Given passage →
In [1]:
from envs import ForbiddenAreaCfg, RewardCfg, make_gridworld

env = make_gridworld(
    forbidden_area_cfg=ForbiddenAreaCfg(num=6),
    reward_cfg=RewardCfg(forbidden_area=-10),
)

# TD learning of state value

## State Value 

$v_{\pi}(s_t) = \mathbb{E}[G_t|S_t=s_t]$

or

$v_{\pi}(s_t) = \mathbb{E}[r_{t+1} + \gamma v_{\pi}(s_{t+1})]$

## Algorithm

We aim to estimate the state value of a given policy $\pi$.

Consider this formula:

$g(v_{\pi}(s_t)) = v_{\pi}(s_t) - \mathbb{E}[r_{t+1} + \gamma v_{\pi}(s_{t+1})|s_t]$

We can use Robbins-Monro algorithm to solve $g_t(v_{\pi}(s_t)) = 0$.

Then we have TD learning of state value algorithm:

$v_{t+1}(s_{t}) = v_{t}(s_t) - \alpha_t(s_t)[v_t(s_t) - [r_{t+1} + \gamma v_t(s_{t+1})]]$

This algorithm is driven by the temporal difference error and makes the state value estimate closer to the target value $\bar{v_t}$ ($\bar{v_t}$ is not the mean of $v_t$, it is an ideal value $v_{\pi}$).


## Properties

- It **only** estimates the state value of a given policy.
- It does not estimate the action value.
- It does not search for optimal policies.

Material →
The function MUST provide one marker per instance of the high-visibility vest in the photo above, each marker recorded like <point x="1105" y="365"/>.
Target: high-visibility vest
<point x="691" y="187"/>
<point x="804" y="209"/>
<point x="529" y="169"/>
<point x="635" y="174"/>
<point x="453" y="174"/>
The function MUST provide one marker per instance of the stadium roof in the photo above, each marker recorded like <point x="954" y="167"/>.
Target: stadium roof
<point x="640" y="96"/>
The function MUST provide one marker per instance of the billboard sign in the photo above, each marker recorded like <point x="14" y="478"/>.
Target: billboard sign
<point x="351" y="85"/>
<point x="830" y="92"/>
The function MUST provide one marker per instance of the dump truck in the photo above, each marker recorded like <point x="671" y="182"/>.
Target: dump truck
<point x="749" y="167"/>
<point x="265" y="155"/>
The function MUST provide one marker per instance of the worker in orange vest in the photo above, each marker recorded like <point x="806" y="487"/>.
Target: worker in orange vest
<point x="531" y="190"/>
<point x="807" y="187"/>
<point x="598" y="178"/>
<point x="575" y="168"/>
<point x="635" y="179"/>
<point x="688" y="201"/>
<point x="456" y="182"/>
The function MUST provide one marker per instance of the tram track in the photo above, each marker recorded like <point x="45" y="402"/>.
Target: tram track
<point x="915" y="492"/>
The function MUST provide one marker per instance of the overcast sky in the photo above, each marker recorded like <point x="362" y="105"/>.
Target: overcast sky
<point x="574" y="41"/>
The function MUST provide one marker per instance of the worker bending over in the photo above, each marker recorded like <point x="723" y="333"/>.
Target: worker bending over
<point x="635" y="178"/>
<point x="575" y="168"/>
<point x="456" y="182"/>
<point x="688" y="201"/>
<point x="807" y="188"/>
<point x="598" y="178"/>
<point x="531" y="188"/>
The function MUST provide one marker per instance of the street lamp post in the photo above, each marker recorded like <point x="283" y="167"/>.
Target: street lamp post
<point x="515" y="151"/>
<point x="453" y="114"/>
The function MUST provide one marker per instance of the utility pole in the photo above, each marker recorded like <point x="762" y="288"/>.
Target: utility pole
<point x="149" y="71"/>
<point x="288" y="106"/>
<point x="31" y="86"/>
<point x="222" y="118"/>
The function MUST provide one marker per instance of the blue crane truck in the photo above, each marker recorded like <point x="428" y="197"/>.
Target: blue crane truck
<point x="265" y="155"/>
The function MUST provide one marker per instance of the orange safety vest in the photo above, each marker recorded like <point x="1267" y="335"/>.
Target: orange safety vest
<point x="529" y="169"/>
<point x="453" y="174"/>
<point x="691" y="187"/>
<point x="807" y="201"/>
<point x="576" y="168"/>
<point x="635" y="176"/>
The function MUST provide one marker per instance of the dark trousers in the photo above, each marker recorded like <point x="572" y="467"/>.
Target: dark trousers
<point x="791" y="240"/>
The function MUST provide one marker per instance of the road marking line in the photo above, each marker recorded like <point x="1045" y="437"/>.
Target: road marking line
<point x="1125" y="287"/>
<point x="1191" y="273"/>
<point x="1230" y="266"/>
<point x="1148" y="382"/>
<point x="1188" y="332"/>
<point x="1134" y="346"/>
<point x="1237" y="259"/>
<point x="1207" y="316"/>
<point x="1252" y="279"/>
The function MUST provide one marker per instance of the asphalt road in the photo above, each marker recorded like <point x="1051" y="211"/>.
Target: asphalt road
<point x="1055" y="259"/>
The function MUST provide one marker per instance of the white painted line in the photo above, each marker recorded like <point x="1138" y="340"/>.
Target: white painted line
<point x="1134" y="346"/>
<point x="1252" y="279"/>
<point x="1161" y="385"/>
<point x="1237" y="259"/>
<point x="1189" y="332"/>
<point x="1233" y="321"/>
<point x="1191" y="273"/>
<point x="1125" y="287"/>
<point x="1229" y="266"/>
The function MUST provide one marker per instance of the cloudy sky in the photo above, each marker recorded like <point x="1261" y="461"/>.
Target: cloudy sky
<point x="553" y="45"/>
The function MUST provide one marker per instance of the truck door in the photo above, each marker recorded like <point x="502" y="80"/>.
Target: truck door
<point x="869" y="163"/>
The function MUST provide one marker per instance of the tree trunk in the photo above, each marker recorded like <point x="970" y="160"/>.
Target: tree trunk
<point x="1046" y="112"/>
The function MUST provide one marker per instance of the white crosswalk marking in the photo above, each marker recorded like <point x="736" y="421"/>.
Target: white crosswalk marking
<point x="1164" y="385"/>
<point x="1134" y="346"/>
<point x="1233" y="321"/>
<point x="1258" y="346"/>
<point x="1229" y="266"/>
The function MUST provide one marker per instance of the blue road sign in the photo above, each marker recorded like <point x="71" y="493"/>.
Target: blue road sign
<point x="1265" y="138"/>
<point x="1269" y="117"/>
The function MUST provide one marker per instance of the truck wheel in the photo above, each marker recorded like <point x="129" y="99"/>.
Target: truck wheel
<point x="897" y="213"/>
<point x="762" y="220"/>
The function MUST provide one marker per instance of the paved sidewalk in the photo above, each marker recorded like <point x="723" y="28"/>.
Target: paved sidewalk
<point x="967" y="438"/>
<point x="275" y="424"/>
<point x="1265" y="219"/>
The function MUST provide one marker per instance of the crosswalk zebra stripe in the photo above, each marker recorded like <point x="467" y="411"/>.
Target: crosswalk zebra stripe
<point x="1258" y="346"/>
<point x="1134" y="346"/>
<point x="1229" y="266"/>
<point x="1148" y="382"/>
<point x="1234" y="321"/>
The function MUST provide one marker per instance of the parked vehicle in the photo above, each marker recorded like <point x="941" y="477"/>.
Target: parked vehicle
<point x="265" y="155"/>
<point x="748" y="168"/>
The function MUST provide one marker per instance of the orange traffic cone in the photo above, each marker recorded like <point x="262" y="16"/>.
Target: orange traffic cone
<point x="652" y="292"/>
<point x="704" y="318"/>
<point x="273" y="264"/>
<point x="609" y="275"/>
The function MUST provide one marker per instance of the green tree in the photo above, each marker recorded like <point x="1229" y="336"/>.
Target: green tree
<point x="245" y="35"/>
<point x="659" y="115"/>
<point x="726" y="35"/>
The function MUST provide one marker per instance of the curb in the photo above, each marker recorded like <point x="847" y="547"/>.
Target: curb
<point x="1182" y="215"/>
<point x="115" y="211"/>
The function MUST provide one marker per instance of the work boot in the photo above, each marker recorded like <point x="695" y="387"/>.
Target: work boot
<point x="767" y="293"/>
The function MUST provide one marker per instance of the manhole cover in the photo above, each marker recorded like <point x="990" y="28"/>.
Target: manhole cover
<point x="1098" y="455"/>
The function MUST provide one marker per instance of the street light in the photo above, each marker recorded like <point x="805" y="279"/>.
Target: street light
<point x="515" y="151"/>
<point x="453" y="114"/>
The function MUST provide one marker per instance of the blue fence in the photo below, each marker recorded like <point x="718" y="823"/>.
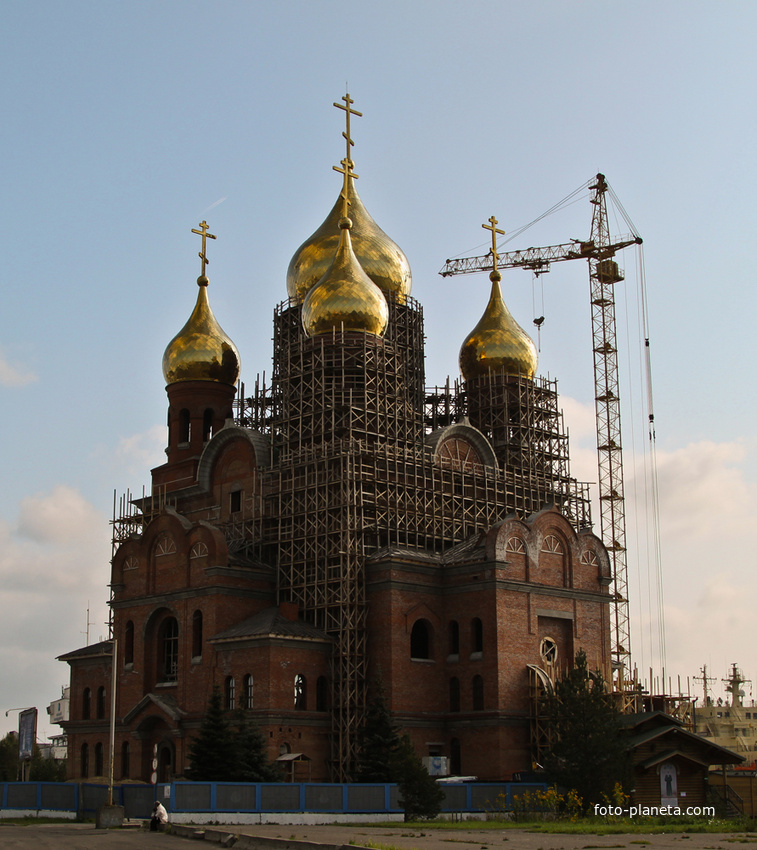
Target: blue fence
<point x="227" y="797"/>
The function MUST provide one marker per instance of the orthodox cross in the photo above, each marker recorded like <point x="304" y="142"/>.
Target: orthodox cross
<point x="204" y="233"/>
<point x="493" y="227"/>
<point x="348" y="111"/>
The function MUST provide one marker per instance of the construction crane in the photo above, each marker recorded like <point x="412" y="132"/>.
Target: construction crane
<point x="599" y="250"/>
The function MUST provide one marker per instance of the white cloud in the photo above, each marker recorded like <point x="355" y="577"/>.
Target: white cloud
<point x="54" y="563"/>
<point x="12" y="375"/>
<point x="142" y="451"/>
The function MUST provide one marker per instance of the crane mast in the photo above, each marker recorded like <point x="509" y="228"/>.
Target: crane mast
<point x="604" y="273"/>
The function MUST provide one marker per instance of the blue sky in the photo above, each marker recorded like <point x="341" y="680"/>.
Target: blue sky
<point x="125" y="124"/>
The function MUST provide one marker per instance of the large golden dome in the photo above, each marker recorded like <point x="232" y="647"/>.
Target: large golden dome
<point x="201" y="351"/>
<point x="345" y="297"/>
<point x="498" y="343"/>
<point x="383" y="261"/>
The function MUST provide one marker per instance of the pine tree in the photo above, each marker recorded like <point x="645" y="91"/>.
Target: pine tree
<point x="211" y="753"/>
<point x="378" y="743"/>
<point x="251" y="764"/>
<point x="588" y="754"/>
<point x="420" y="795"/>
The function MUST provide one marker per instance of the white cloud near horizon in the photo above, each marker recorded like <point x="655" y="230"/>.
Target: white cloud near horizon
<point x="12" y="375"/>
<point x="709" y="583"/>
<point x="54" y="563"/>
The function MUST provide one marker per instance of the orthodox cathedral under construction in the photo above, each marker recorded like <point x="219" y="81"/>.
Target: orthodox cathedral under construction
<point x="346" y="526"/>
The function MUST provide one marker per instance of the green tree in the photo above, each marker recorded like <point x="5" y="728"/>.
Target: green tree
<point x="9" y="758"/>
<point x="211" y="753"/>
<point x="378" y="743"/>
<point x="46" y="770"/>
<point x="587" y="754"/>
<point x="251" y="758"/>
<point x="420" y="795"/>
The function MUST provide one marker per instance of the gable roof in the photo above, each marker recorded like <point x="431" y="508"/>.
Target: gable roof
<point x="270" y="623"/>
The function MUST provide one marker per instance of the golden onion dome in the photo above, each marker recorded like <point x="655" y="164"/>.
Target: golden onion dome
<point x="201" y="351"/>
<point x="382" y="259"/>
<point x="345" y="297"/>
<point x="498" y="343"/>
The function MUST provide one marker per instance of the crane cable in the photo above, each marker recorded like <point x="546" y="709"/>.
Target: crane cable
<point x="654" y="476"/>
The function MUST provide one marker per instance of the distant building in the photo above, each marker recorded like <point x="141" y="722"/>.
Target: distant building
<point x="344" y="524"/>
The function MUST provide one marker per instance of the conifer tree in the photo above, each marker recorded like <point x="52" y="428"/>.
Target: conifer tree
<point x="587" y="754"/>
<point x="211" y="753"/>
<point x="420" y="795"/>
<point x="378" y="743"/>
<point x="251" y="763"/>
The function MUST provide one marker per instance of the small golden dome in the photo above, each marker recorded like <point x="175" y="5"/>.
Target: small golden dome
<point x="498" y="343"/>
<point x="382" y="260"/>
<point x="345" y="297"/>
<point x="201" y="351"/>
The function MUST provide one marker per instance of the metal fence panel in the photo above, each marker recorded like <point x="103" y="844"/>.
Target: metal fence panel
<point x="279" y="798"/>
<point x="455" y="798"/>
<point x="22" y="795"/>
<point x="137" y="800"/>
<point x="235" y="798"/>
<point x="58" y="796"/>
<point x="193" y="796"/>
<point x="484" y="797"/>
<point x="323" y="798"/>
<point x="366" y="798"/>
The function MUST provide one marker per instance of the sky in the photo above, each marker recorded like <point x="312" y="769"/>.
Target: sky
<point x="126" y="124"/>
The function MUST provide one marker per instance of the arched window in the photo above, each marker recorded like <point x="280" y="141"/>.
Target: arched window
<point x="86" y="704"/>
<point x="477" y="635"/>
<point x="249" y="691"/>
<point x="125" y="754"/>
<point x="197" y="634"/>
<point x="129" y="643"/>
<point x="453" y="632"/>
<point x="207" y="425"/>
<point x="454" y="694"/>
<point x="420" y="640"/>
<point x="478" y="693"/>
<point x="300" y="692"/>
<point x="184" y="425"/>
<point x="454" y="757"/>
<point x="168" y="648"/>
<point x="230" y="690"/>
<point x="321" y="694"/>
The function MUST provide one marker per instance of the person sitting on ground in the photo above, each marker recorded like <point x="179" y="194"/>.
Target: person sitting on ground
<point x="159" y="817"/>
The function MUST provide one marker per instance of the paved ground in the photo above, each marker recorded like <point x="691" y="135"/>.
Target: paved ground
<point x="85" y="837"/>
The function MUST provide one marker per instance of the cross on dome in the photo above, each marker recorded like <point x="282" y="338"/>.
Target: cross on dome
<point x="204" y="233"/>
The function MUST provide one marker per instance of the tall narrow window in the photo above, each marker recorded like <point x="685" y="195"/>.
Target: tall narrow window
<point x="125" y="757"/>
<point x="454" y="637"/>
<point x="477" y="635"/>
<point x="184" y="425"/>
<point x="454" y="694"/>
<point x="478" y="693"/>
<point x="207" y="425"/>
<point x="129" y="643"/>
<point x="197" y="634"/>
<point x="420" y="640"/>
<point x="86" y="704"/>
<point x="231" y="693"/>
<point x="321" y="694"/>
<point x="300" y="693"/>
<point x="169" y="649"/>
<point x="249" y="691"/>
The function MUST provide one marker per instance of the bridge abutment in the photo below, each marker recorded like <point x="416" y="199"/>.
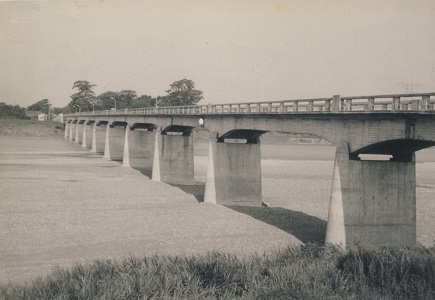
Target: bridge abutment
<point x="372" y="202"/>
<point x="79" y="133"/>
<point x="234" y="174"/>
<point x="67" y="125"/>
<point x="87" y="135"/>
<point x="175" y="159"/>
<point x="139" y="149"/>
<point x="114" y="145"/>
<point x="98" y="138"/>
<point x="72" y="131"/>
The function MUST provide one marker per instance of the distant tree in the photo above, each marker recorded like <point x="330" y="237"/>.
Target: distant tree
<point x="83" y="99"/>
<point x="43" y="105"/>
<point x="105" y="101"/>
<point x="58" y="110"/>
<point x="12" y="112"/>
<point x="144" y="101"/>
<point x="182" y="92"/>
<point x="125" y="99"/>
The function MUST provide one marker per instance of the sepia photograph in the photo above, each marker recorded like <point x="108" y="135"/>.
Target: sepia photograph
<point x="241" y="149"/>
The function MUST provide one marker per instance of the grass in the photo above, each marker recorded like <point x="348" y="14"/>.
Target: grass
<point x="16" y="127"/>
<point x="305" y="272"/>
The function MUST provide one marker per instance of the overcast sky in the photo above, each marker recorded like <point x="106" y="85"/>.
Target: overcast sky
<point x="234" y="51"/>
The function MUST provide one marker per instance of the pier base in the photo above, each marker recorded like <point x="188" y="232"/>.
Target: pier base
<point x="234" y="174"/>
<point x="372" y="202"/>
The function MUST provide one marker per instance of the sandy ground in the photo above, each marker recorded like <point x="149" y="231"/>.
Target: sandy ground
<point x="61" y="205"/>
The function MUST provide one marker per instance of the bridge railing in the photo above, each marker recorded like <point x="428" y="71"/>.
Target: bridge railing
<point x="398" y="102"/>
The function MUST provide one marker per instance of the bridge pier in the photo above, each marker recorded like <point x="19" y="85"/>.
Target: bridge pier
<point x="87" y="135"/>
<point x="173" y="159"/>
<point x="138" y="149"/>
<point x="234" y="174"/>
<point x="98" y="138"/>
<point x="372" y="202"/>
<point x="67" y="125"/>
<point x="114" y="145"/>
<point x="79" y="133"/>
<point x="72" y="131"/>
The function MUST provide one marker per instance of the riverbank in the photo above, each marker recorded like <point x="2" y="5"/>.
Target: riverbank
<point x="29" y="128"/>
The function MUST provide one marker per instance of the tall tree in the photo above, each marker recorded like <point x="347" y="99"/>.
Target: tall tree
<point x="144" y="101"/>
<point x="83" y="99"/>
<point x="43" y="105"/>
<point x="12" y="112"/>
<point x="126" y="98"/>
<point x="182" y="92"/>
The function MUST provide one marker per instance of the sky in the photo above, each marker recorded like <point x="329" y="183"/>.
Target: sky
<point x="234" y="51"/>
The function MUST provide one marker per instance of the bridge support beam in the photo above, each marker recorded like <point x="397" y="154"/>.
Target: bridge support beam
<point x="67" y="125"/>
<point x="79" y="133"/>
<point x="114" y="145"/>
<point x="98" y="138"/>
<point x="72" y="131"/>
<point x="234" y="174"/>
<point x="138" y="149"/>
<point x="87" y="135"/>
<point x="174" y="160"/>
<point x="372" y="202"/>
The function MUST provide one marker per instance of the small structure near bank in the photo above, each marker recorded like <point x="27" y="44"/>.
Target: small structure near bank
<point x="42" y="117"/>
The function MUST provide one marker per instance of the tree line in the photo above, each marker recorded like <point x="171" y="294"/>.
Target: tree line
<point x="180" y="93"/>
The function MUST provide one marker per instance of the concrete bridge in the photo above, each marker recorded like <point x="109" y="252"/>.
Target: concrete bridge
<point x="371" y="202"/>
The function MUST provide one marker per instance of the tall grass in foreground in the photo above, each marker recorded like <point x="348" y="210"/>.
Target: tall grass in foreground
<point x="305" y="272"/>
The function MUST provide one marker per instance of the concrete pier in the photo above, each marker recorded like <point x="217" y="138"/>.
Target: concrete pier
<point x="114" y="144"/>
<point x="139" y="151"/>
<point x="67" y="125"/>
<point x="175" y="158"/>
<point x="79" y="132"/>
<point x="87" y="134"/>
<point x="98" y="138"/>
<point x="372" y="202"/>
<point x="234" y="174"/>
<point x="72" y="130"/>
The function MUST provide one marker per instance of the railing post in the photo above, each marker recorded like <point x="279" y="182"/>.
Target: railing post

Work instructions →
- a) Name every property the TD learning page lists for the algorithm.
- b) Using the TD learning page, explain in one to three sentences how the TD update rule for state value is obtained.
- c) Answer from the TD learning page, one line each:
(i) How many forbidden areas does the environment setup specify?
(ii) What reward is set for the forbidden area?
(iii) What does the target value v̄_t stand for?

Expected answers →
- a)
- It only estimates the state value of a given policy.
- It does not estimate the action value.
- It does not search for optimal policies.

- b) The page defines g(v_π(s_t)) as v_π(s_t) minus the expectation of r_{t+1} + γv_π(s_{t+1}) given s_t. Applying the Robbins-Monro algorithm to solve g(v_π(s_t)) = 0 gives the update v_{t+1}(s_t) = v_t(s_t) − α_t(s_t)[v_t(s_t) − (r_{t+1} + γv_t(s_{t+1}))].

- c)
(i) Six.
(ii) −10.
(iii) The ideal value v_π, not the mean of v_t.